-- SOURCE PASSAGE --
SJW Land Company owns a 70% limited partnership interest in 444 West Santa Clara Street, L.P. One of the California properties was owned by such partnership. The limited partnership has been determined to be a variable interest entity within the scope of FASB ASC Topic 810 – “Consolidation” with SJW Land Company as the primary beneficiary, and as a result, it has been consolidated with SJW Land Company.
Texas Water Alliance Limited (“TWA”), a wholly owned subsidiary of SJW Group, has acquired permits and leases necessary to develop a water supply project in Texas. On February 22, 2016, we entered into an agreement with Guadalupe Blanco River Authority (“GBRA”), pursuant to which SJW Group agreed to sell all of its equity interest in TWA to GBRA for $31,000. The agreement is subject to the completion of financing by GBRA to fund the purchase price and other customary closing conditions. On June 22, 2017, SJW Group and GBRA entered into an amendment to the agreement and SJW Group received $3,000 previously deposited in escrow by GBRA as a non-refundable deposit. See Note 11 of the Notes to Unaudited Condensed Consolidated Financial Statements for a discussion on the pending sale of SJW Group’s equity interest in TWA. While there is no assurance that the closing conditions will be satisfied in a timely manner, or at all, we currently expect to close the transaction during the fourth quarter of 2017.

Business Strategy for Water Utility Services:
SJW Group focuses its business initiatives in three strategic areas:
(1)
Regional regulated water utility operations;
(2)
Regional non-tariffed water utility related services provided in accordance with the guidelines established by the CPUC in California and the PUCT in Texas; and
(3)
Out-of-region water and utility related services.
As part of our pursuit of the above three strategic areas, the company considers from time to time opportunities to acquire businesses and assets. However, SJW Group cannot be certain it will be successful in identifying and consummating any strategic business acquisitions relating to such opportunities. In addition, the execution of our business strategy will expose us to different risks than those associated with the current utility operations. We expect to incur costs in connection with the execution of this strategy and any integration of an acquired business could involve significant costs, the assumption of certain known and unknown liabilities related to the acquired assets, the diversion of management’s time and resources, the potential for a negative impact on SJW Group’s financial position and operating results, entering markets in which SJW Group has no or limited direct prior experience and the potential loss of key employees of any acquired company. Any future acquisition we decide to undertake may also impact our ability to finance our business, affect our compliance with regulatory requirements, and impose additional burdens on our operations. Any businesses we acquire may not achieve sales, customer growth and projected profitability that would justify the investment. Any difficulties we encounter in the integration process, including the integration of controls necessary for internal control and financial reporting, could interfere with our operations, reduce our operating margins and adversely affect our internal controls. SJW Group cannot be certain that any transaction will be successful or that it will not materially harm its operating results or financial condition.

-- EXTRACTED DATA --
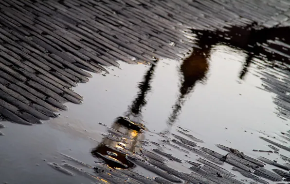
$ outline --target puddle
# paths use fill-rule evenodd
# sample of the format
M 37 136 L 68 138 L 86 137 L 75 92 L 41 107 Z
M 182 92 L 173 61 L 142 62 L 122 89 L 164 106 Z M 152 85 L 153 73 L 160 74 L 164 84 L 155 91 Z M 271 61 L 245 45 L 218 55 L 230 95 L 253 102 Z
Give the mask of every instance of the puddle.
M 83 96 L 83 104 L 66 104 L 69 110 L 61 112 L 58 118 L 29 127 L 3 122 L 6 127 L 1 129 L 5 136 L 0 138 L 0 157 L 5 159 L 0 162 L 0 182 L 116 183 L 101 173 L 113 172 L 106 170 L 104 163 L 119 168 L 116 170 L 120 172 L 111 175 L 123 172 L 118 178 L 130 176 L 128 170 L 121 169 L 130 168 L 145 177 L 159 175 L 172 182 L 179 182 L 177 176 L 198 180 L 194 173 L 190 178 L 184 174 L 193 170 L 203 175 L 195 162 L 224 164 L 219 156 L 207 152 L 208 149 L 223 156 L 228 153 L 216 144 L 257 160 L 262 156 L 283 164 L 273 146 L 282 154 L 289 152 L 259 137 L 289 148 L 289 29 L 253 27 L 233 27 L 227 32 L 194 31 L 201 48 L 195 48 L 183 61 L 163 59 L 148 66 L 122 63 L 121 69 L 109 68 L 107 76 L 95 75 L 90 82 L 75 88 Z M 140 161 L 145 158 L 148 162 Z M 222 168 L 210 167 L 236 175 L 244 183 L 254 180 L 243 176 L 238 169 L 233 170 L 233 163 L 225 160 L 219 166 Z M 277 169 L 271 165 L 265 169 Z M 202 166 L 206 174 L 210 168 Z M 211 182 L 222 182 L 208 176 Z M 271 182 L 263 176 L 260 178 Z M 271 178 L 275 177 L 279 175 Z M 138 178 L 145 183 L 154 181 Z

-- SET TASK --
Pick up the SJW Group passage above after its final sentence and keep writing it.

-- ANSWER TO THE TASK --
Real Estate Services:
SJW Group’s real estate investment activity is conducted through SJW Land Company. As noted above, SJW Land Company owns undeveloped land and operates commercial buildings in Tennessee. SJW Land Company also owns a limited partnership interest in 444 West Santa Clara Street, L.P. The partnership owned a commercial building in San Jose, California. On April 6, 2017, 444 West Santa Clara Street, L.P. sold all of its interests in the commercial building and land the partnership owned and

19



operated. In addition, SJW Land Company sold the undeveloped land located in San Jose, California on April 6, 2017. See Note 3 of Notes to Unaudited Condensed Consolidated Financial Statements for the discussion of the sale transactions.
SJW Land Company manages its income producing and other properties until such time a determination is made to reinvest proceeds from the sale of such properties. SJW Land Company’s real estate investments diversify SJW Group’s asset base.

Critical Accounting Policies:
The discussion and analysis of our financial condition and results of operations is based on the accounting policies used and disclosed in our 2016 consolidated financial statements and accompanying notes that were prepared in accordance with accounting principles generally accepted in the United States of America and included as part of our annual report on Form 10-K for the year ended December 31, 2016 that was filed with the SEC on February 28, 2017.
Our critical accounting policies are described in Management’s Discussion and Analysis of Financial Condition and Results of Operations included in our annual report on Form 10-K for the year ended December 31, 2016 . There have been no changes in our critical accounting policies. Our significant accounting policies are described in our notes to the 2016 consolidated financial statements included in our annual report on Form 10-K for the year ended December 31, 2016 .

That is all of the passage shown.